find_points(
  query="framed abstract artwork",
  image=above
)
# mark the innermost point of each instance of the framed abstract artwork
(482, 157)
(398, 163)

= = =

• What to do:
What's wanted here is every record, retyped exactly as shown above.

• Response:
find_points(
  query="framed abstract artwork",
  image=above
)
# mark the innermost point of each instance of the framed abstract artwork
(482, 157)
(398, 163)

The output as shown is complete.